[Exercise objective] Pick each line containing "road" out of the records.

-------- Data listing --------

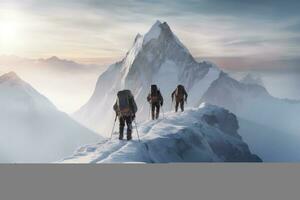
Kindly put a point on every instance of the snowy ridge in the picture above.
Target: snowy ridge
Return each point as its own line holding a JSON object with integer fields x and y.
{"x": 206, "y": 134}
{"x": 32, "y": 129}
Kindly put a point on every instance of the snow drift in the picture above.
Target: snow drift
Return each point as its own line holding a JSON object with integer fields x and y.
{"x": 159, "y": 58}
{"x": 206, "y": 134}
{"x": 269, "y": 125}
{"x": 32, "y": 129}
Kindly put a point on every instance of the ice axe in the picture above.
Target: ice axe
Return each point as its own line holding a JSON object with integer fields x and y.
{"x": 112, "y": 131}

--------
-------- Data listing --------

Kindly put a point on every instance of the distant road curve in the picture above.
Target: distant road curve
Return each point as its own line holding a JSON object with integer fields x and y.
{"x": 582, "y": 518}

--------

[Task response]
Kindly put a point on every instance of the distant road curve in the picture above.
Target: distant road curve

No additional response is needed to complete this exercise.